Big Ben
Qual è l’orologio monumentale più famoso al mondo?
Non so se esiste una classifica, ma di sicuro il Big Ben di Londra è uno dei monumenti mondiali più facilmente riconoscibili.
Eppure fino a un attimo fa non avrei saputo dire come sono fatti i numeri che si trovano sul quadrante. Ci avete mai fatto caso?
Faccio una ricerca con Google, e a prima vista mi pare che non ci siano numeri, ma solo le linee delle ore. Non sarebbe mica una cosa strana: molti orologi da polso a lancette, anche costosi, sono disegnati in questo modo.
Ma l’apparenza inganna. Su Wikipedia si può vedere una foto molto ravvicinata del quadrante e i numeri ci sono. Numeri romani, ma in stile gotico, quindi riconoscibili a malapena.
I numeri I, II, e III possiamo facilmente immaginarli: uno, due e tre trattini affiancati. Ma quando ci avviciniamo al V, ci aspettermmo di trovare dei tratti obliqui. E invece no, perché la V gotica è fatta di due tratti verticali molto ravvicinati, paralleli, che si toccano appena, in basso.
E quando arriviamo verso il dieci, dove ci aspetteremmo di trovare l’incrocio di due tratti obliqui, ecco un’altra sorpresa: la X gotica viene fatta con un solo tratto verticale tagliato a croce da un tratto orizzontale, e solo alle due estremità si diramano appena i tratti divergenti.
Insomma, da lontano sull’orologio si vedono solo tratti verticali, e solo conoscendo il sistema di numerazione romano si riescono ad interpretare quei segni che a un profano potrebbero sembrare semplici decorazioni.
Vado su Identifont, tra le Unusual Features, per vedere se tra i font con una x barrata ce n’è uno che somiglia a quello usato sull’orologio londinese. Ma la lista è deludente. C’è solo una manciatina di font con questa caratteristica, di cui solo un paio di gotici: un Fraktur e un blackletter inglese, il Monotype Engravers Old English, che è famoso sì, ma ha il tratto orizzontale della x all’altezza dell’incrocio tra due tratti obliqui a croce di Sant’Andrea. Nulla a che vedere con quello che si vede sull’orologio.
Ho cercato direttamente tra le minuscole perché le maiuscole gotiche sono molto ingombranti, hanno ragnatele varie o tratti aggiuntivi che rendono le lettere irriconoscibili. La I maiuscola è tutto tranne che un trattino verticale.
Che si fa in questi casi?
Potrei tentare col riconoscimento automatico ma in questo caso mi ispirano di più i vecchi sistemi.
Vado su Dafont e inizio a scorrere la lista dei gotici medievali.
I primi della lista hanno la x fatta a forma di x, finché arrivo al Gothic Godness di Woodcutter, che ha una x con lungo tratto verticale, sembra quasi una r, ma senza tratto orizzontale. La v non è fatta da lunghi tratti paralleli, e la i ha il puntino.

* Estratto dalla fonte *
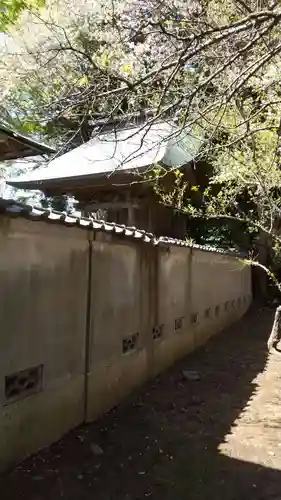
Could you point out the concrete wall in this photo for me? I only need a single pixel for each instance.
(94, 316)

* Le consegne *
1. Rispondi a queste domande sul brano dedicato al Big Ben, una riga per lettera:
(a) In che stile sono scritti i numeri romani sul quadrante?
(b) Com'è fatta la V gotica?
(c) Su quale sito chi scrive scorre la lista dei gotici medievali?
2. Traduci in inglese questa frase del brano sul Big Ben: "Insomma, da lontano sull’orologio si vedono solo tratti verticali, e solo conoscendo il sistema di numerazione romano si riescono ad interpretare quei segni che a un profano potrebbero sembrare semplici decorazioni."

* Risposte scritte *
1.
(a) In stile gotico.
(b) È fatta di due tratti verticali molto ravvicinati e paralleli, che si toccano appena in basso.
(c) Su Dafont.

2. In short, from a distance only vertical strokes can be seen on the clock, and only by knowing the Roman numeral system can one interpret those marks that might look like simple decorations to a layperson.